═══ Records to use ═══
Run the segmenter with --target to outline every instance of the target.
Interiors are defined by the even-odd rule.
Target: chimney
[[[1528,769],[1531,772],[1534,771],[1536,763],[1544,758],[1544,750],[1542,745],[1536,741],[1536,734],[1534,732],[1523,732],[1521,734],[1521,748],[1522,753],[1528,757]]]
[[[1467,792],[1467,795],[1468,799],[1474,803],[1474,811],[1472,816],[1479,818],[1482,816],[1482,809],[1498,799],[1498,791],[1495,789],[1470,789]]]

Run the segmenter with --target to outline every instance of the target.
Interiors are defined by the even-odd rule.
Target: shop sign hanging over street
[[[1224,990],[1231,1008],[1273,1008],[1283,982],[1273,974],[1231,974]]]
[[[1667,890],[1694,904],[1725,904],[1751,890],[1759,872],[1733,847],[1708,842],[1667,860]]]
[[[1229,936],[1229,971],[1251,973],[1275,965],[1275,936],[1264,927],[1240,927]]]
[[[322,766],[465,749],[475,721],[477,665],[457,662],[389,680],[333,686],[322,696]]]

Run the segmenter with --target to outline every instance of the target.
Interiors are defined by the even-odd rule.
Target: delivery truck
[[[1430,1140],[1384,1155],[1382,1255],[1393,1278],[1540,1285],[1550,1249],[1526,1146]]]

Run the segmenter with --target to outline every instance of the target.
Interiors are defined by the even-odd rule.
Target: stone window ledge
═══
● Brief
Once you have read the material, set it down again word for word.

● Your response
Run the segmenter with --target to outline every instance of the target.
Interiors are defined by the even-odd rule.
Target: chimney
[[[1528,769],[1531,772],[1534,771],[1536,763],[1544,758],[1544,750],[1542,745],[1536,741],[1536,734],[1534,732],[1523,732],[1521,734],[1521,748],[1522,753],[1528,757]]]
[[[1467,792],[1467,795],[1468,799],[1474,803],[1474,811],[1472,816],[1479,818],[1482,816],[1482,809],[1498,799],[1498,791],[1495,789],[1470,789]]]

Run the segmenter with --target to outline every instance of the target.
Interiors are defined by the even-odd rule.
Target: shop sign hanging over street
[[[1224,990],[1231,1008],[1273,1008],[1283,982],[1273,974],[1231,974]]]
[[[1667,890],[1694,904],[1725,904],[1751,890],[1759,872],[1733,847],[1708,842],[1667,860]]]
[[[1229,936],[1229,971],[1251,973],[1275,965],[1275,936],[1264,927],[1240,927]]]
[[[322,766],[465,749],[475,721],[477,665],[457,662],[389,680],[333,686],[322,696]]]

Run the segmenter with --target to outline every instance of the target.
Interiors are defined by the even-odd rule.
Target: delivery truck
[[[1430,1140],[1384,1155],[1382,1255],[1393,1278],[1540,1285],[1550,1249],[1526,1146]]]

Run the segmenter with --target to outline every instance of the target.
Interiors are defined by the even-odd rule.
Target: stone window ledge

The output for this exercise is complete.